Dataset rows
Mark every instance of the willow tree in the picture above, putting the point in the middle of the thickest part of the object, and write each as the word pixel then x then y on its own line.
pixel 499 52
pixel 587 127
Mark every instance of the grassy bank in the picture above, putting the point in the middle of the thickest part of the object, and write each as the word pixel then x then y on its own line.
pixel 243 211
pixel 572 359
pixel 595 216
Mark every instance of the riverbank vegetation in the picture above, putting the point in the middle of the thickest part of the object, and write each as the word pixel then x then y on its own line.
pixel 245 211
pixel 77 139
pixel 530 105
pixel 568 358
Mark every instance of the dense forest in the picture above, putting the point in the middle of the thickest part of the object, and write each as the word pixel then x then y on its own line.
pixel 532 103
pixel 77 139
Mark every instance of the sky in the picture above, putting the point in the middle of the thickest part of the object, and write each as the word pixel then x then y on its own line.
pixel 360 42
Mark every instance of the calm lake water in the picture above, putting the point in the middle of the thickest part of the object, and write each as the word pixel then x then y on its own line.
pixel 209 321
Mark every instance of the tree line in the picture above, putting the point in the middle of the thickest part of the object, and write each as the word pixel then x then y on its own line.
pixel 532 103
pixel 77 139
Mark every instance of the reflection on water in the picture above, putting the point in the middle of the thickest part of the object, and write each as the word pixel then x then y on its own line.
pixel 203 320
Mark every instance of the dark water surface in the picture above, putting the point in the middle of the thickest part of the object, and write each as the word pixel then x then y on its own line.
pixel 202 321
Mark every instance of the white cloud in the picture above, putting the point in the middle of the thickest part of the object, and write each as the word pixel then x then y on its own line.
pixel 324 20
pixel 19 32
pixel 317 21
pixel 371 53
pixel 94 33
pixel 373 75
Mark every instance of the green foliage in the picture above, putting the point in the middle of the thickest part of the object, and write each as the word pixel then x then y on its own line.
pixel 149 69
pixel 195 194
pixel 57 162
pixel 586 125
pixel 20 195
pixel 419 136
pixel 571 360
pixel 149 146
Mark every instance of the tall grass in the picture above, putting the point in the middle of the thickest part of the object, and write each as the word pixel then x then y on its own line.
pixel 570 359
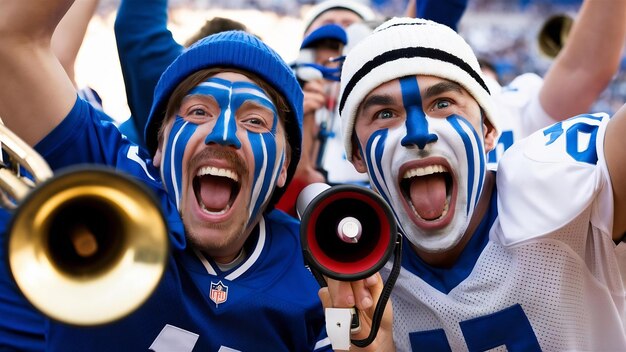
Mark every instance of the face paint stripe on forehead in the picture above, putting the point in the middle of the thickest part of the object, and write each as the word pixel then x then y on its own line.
pixel 472 152
pixel 416 121
pixel 224 131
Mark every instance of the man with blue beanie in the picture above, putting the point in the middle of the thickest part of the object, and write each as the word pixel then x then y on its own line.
pixel 223 139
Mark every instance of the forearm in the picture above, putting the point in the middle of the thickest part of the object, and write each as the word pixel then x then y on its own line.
pixel 35 94
pixel 69 34
pixel 614 146
pixel 145 47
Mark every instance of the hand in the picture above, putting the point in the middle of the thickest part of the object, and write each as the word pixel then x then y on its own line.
pixel 362 294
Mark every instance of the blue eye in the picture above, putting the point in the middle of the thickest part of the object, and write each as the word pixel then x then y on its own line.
pixel 384 114
pixel 198 112
pixel 442 104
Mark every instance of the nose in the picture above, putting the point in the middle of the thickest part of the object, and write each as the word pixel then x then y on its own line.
pixel 225 131
pixel 417 130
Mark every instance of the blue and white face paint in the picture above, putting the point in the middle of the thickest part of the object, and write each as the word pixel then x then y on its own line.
pixel 423 146
pixel 228 129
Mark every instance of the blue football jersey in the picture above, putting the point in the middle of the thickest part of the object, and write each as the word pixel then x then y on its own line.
pixel 267 302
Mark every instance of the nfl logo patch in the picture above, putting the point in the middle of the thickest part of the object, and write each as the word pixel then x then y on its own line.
pixel 218 293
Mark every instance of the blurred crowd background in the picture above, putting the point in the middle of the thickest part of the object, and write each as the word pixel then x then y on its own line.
pixel 502 31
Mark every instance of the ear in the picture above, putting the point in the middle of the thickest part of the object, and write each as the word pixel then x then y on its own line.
pixel 156 160
pixel 357 156
pixel 282 177
pixel 491 136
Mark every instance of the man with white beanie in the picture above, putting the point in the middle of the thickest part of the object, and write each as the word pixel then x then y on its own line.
pixel 524 258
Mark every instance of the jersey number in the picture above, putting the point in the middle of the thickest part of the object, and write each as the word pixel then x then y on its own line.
pixel 573 141
pixel 509 327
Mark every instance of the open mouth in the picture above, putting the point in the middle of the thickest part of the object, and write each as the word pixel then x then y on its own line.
pixel 216 189
pixel 428 191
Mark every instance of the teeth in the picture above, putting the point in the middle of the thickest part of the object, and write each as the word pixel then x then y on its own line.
pixel 214 171
pixel 422 171
pixel 443 213
pixel 214 212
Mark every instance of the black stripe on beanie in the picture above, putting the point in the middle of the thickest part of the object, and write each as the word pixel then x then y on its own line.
pixel 407 53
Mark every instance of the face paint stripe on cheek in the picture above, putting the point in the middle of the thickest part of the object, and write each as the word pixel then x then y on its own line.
pixel 266 171
pixel 375 149
pixel 171 171
pixel 474 155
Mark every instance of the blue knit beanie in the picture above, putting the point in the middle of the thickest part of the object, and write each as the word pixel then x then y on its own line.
pixel 240 50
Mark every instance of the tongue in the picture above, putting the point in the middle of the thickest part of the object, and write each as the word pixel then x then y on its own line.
pixel 215 192
pixel 428 195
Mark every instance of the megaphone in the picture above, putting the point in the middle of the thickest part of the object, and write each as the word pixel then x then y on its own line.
pixel 348 232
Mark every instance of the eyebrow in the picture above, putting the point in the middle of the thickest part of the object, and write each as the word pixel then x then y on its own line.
pixel 376 100
pixel 442 87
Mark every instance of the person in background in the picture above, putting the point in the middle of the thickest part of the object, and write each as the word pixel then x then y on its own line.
pixel 324 159
pixel 223 138
pixel 146 47
pixel 68 39
pixel 525 258
pixel 575 79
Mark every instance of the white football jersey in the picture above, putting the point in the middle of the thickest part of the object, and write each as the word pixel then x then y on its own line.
pixel 519 111
pixel 542 272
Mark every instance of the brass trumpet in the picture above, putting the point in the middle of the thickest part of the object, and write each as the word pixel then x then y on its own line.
pixel 553 34
pixel 86 246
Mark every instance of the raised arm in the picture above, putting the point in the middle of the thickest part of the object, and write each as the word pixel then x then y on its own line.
pixel 36 93
pixel 587 62
pixel 68 37
pixel 614 147
pixel 145 47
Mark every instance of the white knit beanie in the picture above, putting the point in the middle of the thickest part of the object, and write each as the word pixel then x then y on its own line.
pixel 404 47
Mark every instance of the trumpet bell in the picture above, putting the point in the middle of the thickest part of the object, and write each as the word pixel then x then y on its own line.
pixel 88 246
pixel 553 34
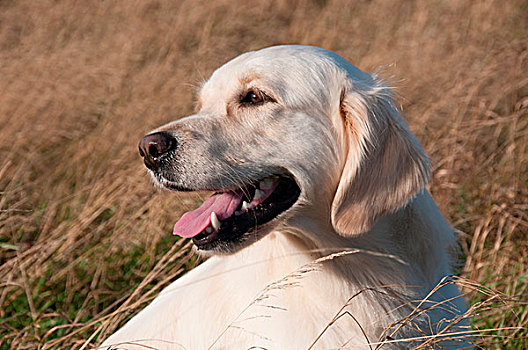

● Exercise prompt: Update the listing above by changing every "thickest part" to "widest part", keeping everything else the same. Leave the pictures out of your answer.

● Response:
Mark every instance of the willow tree in the picture above, putting the point in the middle of the widest part of the object, and write each as the word pixel then x then y on its own line.
pixel 499 52
pixel 587 127
Mark every instance of the grassy bank in the picture above, putting the point in the middle of the widest part of the object, and write each as the word pixel then x then y on its own line.
pixel 243 211
pixel 572 359
pixel 595 216
Mark every instance of the riverbank vegetation in the picture above, putting the point in the middle of the widest part of the object, and write each as the word pixel then x then y on its own line.
pixel 245 211
pixel 77 139
pixel 530 105
pixel 568 358
Mark every instance of the dense forest in the picture above, putting the point in the middle of the widest part of the object, and write each as the word pixel then x then y on its own line.
pixel 532 103
pixel 77 139
Mark every instance of the sky in the picture above, putting the point in the middle of the widest part of the object, and write each as the word pixel then x then y on its own line.
pixel 360 42
Mark every instance of the calm lake water in the picture above, putting the point in the middle of the widest part of the object, and write each as the word pixel then x then y on its own line.
pixel 209 321
Mark every instance of the tree line in the picture above, putting the point in the middle of the widest part of the object, and write each as the word pixel then x then y on its own line.
pixel 532 103
pixel 77 139
Mark every instance of the reflection on water in the picture above, putting the point in the middle of the widest part of the object, and write each as the word pixel then x then y on its own line.
pixel 203 320
Mark every instance of the dark water surface in the picture above, putting the point in the middle of the widest part of the object, and write each as the word pixel then x then y on its own line.
pixel 202 321
Mark every instance of the white cloud in the picture above, putting the point in the middle of the widest part of the object, and write each as the word pixel then x then y on its own line.
pixel 324 20
pixel 19 32
pixel 317 21
pixel 371 53
pixel 94 33
pixel 373 75
Mark every instance of the green foliage in the picture above, putting the point in the middle of the widest part of the object, and write each as the word pixel then x then y on its own line.
pixel 149 69
pixel 195 194
pixel 57 162
pixel 586 125
pixel 20 195
pixel 419 136
pixel 571 360
pixel 149 146
Mark every instance of the tall grass in the picture above, putting the point in the middle of the widest part of the object, and write each as the word pixel then x then y on its own line.
pixel 570 359
Mark every instance of the face paint stripe on forehead in the picture above, putting the point in the middle of the widest part of the object, and write each as the word pixel then x then y on its own line.
pixel 472 152
pixel 416 121
pixel 224 131
Mark every instance of the man with blue beanie in the picture above, putting the point in the middle of the widest part of the object, and write each as the word pixel then x then y on its own line.
pixel 223 139
Mark every instance of the forearm in the picture above, putting the point in the middle of the widest part of the object, and write each as the word pixel then x then y on its own line.
pixel 35 94
pixel 69 34
pixel 614 146
pixel 145 47
Mark every instance of the hand in the picture above, putting the point in the middle of the widest part of the object, and write each as the word pixel then x then y on its own line.
pixel 362 294
Mark every instance of the blue eye in the picture above, putting the point in the middle of the widest part of the object, and write each as the word pixel then x then y on its own line.
pixel 384 114
pixel 198 112
pixel 442 104
Mark every instance of the nose in the picture above, putting the point in the middle of the widest part of the object, and write each as the word pixel then x then y on its own line.
pixel 225 131
pixel 417 130
Mark every instance of the blue and white face paint in the picture above, putting the point in the middle of the widest part of the object, and write each as the word pixel then x then y on its own line.
pixel 423 146
pixel 228 129
Mark every instance of the blue football jersey in the picture above, putting the point in the middle of the widest part of the object, and write each as the word pixel then x then y on its own line.
pixel 267 302
Mark every instance of the nfl logo patch in the picture above, putting the point in the middle of the widest part of the object, and write each as the word pixel then x then y on its own line.
pixel 218 293
Mark every instance of the blurred crowd background in the picture above, putting the point in the middle of the widest part of the object, and write each as the word pixel then x then y on its own line.
pixel 502 31
Mark every instance of the ear in the picture above, putting the point in the middle of the widest part of the object, and write each as the word pixel then x then y on its own line.
pixel 156 160
pixel 357 156
pixel 282 177
pixel 491 136
Mark every instance of the man with white beanie in the picture above, putting the point in the middle of the widest part of the object, and write each as the word pixel then x then y on its own line.
pixel 524 258
Mark every instance of the jersey number in the picture above, putting the point in the middle of the widest part of the object, and write each as the word pixel then x then y on its own line.
pixel 573 141
pixel 509 327
Mark every instance of the open mouth in the picture above, putting the point in the middle of the widest part of the object, and write each as the word pixel then x then y on its own line.
pixel 216 189
pixel 428 191
Mark every instance of the teeth in the picture above, putting the point in the middle of the widest part of the object, and write each as the word pixel then x then y on its own line.
pixel 214 171
pixel 422 171
pixel 443 213
pixel 214 212
Mark every instance of the black stripe on beanie in the picture above, putting the point in the middle of the widest part of the object, and write each as the word pixel then x then y on its own line.
pixel 407 53
Mark every instance of the face paint stripe on cheek in the picture above, putting the point in the middle of the widest part of the object, and write each as the word pixel then x then y on its own line.
pixel 266 171
pixel 375 149
pixel 171 171
pixel 474 155
Mark every instance of the blue knit beanie in the picture above, putting the point in the middle of the widest part of the object, and write each as the word pixel then x then y on its own line.
pixel 240 50
Mark every instance of the tongue in the picture above, putting the point in the middle of the widest part of the object, and write each as the word pixel then x then y on its own line.
pixel 215 192
pixel 428 195
Mark every instance of the megaphone in the picture above, putting the point in the middle of the widest part of the object, and write each as the word pixel then x then y on its own line.
pixel 348 232
Mark every instance of the eyebrow in the picture above, putting the point in the middle of the widest part of the object, and write each as the word pixel then x then y on its own line.
pixel 376 100
pixel 442 87
Mark every instance of the person in background in the picture above, putting the point in the middle of the widest part of the object, and write each as the word pixel then x then y on its own line.
pixel 324 159
pixel 223 138
pixel 146 47
pixel 68 39
pixel 525 258
pixel 575 79
Mark every instance of the white football jersey in the picture above, putting the point in the middle of the widest part of the object, and write each as the word pixel then x then y on its own line.
pixel 519 111
pixel 542 272
Mark every instance of the brass trumpet in the picture above, putting the point in the middle of the widest part of the object, and write each as the word pixel then x then y on its own line.
pixel 553 34
pixel 86 246
Mark every instance of the raised arm in the picture above, putting the point in the middle of the widest part of the object, and write each as the word pixel then x then y on its own line.
pixel 36 93
pixel 587 62
pixel 68 37
pixel 614 147
pixel 145 47
Mark every instance of the white knit beanie in the picture above, putting the point in the middle of the widest part of the object, and write each as the word pixel then x then y on its own line.
pixel 404 47
Mark every instance of the trumpet bell in the picture above, putting the point in the middle of the widest part of the object, and write each as the word pixel then x then y on its own line.
pixel 88 246
pixel 553 34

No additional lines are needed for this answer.